## Exercise aim
Exactly as written, reproduce all of the entries.
Input data Block Start
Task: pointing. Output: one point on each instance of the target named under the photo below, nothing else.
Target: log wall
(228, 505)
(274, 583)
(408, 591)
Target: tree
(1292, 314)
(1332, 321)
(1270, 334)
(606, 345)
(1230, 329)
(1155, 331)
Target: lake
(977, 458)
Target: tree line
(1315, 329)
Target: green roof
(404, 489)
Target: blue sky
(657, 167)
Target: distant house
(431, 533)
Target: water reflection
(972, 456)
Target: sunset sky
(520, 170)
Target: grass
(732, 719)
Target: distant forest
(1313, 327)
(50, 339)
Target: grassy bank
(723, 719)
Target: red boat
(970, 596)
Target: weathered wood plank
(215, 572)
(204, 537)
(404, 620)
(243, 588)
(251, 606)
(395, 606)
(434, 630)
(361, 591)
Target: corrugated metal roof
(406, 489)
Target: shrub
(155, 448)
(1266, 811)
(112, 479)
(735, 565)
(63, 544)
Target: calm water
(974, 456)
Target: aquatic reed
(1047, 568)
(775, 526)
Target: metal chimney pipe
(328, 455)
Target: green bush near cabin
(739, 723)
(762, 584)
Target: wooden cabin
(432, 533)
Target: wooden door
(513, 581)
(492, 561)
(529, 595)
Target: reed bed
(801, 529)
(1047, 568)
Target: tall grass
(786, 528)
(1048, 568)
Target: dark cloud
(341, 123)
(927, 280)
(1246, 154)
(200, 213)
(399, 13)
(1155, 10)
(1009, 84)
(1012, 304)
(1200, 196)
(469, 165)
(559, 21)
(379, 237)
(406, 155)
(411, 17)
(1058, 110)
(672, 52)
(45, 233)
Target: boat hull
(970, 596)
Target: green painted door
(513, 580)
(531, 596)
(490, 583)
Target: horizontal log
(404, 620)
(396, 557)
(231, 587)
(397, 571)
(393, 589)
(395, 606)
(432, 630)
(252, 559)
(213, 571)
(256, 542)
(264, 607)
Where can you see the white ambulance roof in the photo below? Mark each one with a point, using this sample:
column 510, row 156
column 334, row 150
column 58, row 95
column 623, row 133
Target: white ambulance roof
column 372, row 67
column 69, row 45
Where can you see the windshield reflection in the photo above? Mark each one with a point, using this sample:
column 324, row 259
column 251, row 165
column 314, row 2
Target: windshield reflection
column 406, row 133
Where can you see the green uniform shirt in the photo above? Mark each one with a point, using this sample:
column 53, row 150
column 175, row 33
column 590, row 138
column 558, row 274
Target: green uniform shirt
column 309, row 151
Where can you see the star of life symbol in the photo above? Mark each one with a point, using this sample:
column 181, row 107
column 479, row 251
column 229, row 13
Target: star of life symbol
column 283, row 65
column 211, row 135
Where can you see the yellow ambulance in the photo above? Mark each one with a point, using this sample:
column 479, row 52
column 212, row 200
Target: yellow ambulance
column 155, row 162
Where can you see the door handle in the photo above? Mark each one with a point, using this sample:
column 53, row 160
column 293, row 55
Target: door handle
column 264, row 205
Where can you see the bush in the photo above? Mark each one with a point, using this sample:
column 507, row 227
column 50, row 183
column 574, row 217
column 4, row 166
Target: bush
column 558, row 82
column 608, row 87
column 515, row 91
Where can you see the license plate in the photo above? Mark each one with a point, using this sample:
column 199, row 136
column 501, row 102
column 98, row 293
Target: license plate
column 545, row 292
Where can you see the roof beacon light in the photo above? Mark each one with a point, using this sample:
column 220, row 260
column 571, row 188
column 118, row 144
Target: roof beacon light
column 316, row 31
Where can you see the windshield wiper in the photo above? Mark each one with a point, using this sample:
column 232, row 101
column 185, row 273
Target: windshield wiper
Input data Block End
## Exercise solution
Task: pointing. Output: one point on each instance of the target named under the photo below, nothing else.
Target: log wall
(228, 505)
(274, 583)
(408, 591)
Target: tree
(1292, 314)
(1332, 321)
(1270, 334)
(606, 345)
(1230, 329)
(1155, 331)
Target: lake
(977, 458)
Target: tree line
(1315, 329)
Target: green roof
(404, 489)
Target: blue sky
(657, 167)
Target: distant house
(431, 533)
Target: water reflection
(972, 456)
Target: sunset sky
(520, 170)
Target: grass
(732, 719)
Target: distant forest
(1313, 327)
(50, 339)
Target: grassy bank
(723, 719)
Target: red boat
(970, 596)
Target: weathered wood plank
(215, 572)
(204, 537)
(404, 620)
(243, 588)
(251, 606)
(395, 606)
(434, 630)
(361, 591)
Target: corrugated metal roof
(406, 489)
Target: shrub
(155, 448)
(1266, 811)
(112, 479)
(735, 565)
(63, 544)
Target: calm water
(974, 456)
Target: aquatic reed
(1047, 568)
(775, 526)
Target: metal chimney pipe
(328, 455)
Target: green bush near cabin
(739, 723)
(762, 584)
Target: wooden cabin
(432, 533)
Target: wooden door
(513, 581)
(492, 561)
(529, 595)
Target: reed bed
(801, 529)
(1047, 568)
Target: tall grass
(786, 528)
(1048, 568)
Target: dark cloud
(341, 123)
(927, 280)
(1246, 154)
(200, 213)
(399, 13)
(1155, 10)
(1009, 84)
(1012, 304)
(1200, 196)
(469, 165)
(559, 21)
(379, 237)
(406, 155)
(411, 17)
(1058, 110)
(672, 52)
(45, 233)
Target: boat hull
(970, 596)
Target: green painted door
(513, 580)
(531, 596)
(490, 583)
Target: horizontal log
(404, 620)
(396, 557)
(231, 587)
(397, 571)
(393, 589)
(395, 606)
(432, 630)
(252, 559)
(213, 571)
(256, 542)
(264, 607)
Where can you see the white ambulance roof in the photo below? Mark each one with a point, using this sample:
column 510, row 156
column 334, row 150
column 58, row 95
column 623, row 133
Target: white ambulance roof
column 372, row 67
column 69, row 45
Where can you see the windshield reflection in the photo above? Mark each one with a point, using this sample:
column 324, row 259
column 251, row 165
column 314, row 2
Target: windshield reflection
column 406, row 133
Where can you see the green uniform shirt in the photo above? Mark each one with a point, using this sample:
column 53, row 150
column 175, row 33
column 590, row 138
column 558, row 274
Target: green uniform shirt
column 309, row 151
Where can you see the star of life symbol in the photo above? Mark each one with a point, using this sample:
column 181, row 107
column 479, row 251
column 229, row 13
Target: star of life symbol
column 283, row 65
column 211, row 135
Where can you see the yellow ambulance in the photo above? Mark each one with a point, using this sample:
column 479, row 52
column 212, row 200
Target: yellow ambulance
column 155, row 162
Where can you see the door handle in the photo above? Mark each one with a point, using this sample:
column 53, row 160
column 293, row 55
Target: door handle
column 264, row 205
Where can you see the bush in the photo above? Mark each one with a point, using this sample:
column 507, row 227
column 50, row 183
column 574, row 217
column 4, row 166
Target: bush
column 558, row 82
column 608, row 87
column 515, row 91
Where can you see the license plate in the photo above? Mark each one with a point, using this sample:
column 199, row 136
column 501, row 102
column 98, row 293
Target: license plate
column 545, row 292
Where can you see the roof beacon light in the photo above? Mark each one with a point, using this sample:
column 220, row 260
column 571, row 188
column 118, row 144
Target: roof beacon light
column 316, row 31
Where can you see the windshield wiper in the photo above? Mark each one with a point, using this sample:
column 232, row 101
column 185, row 273
Target: windshield wiper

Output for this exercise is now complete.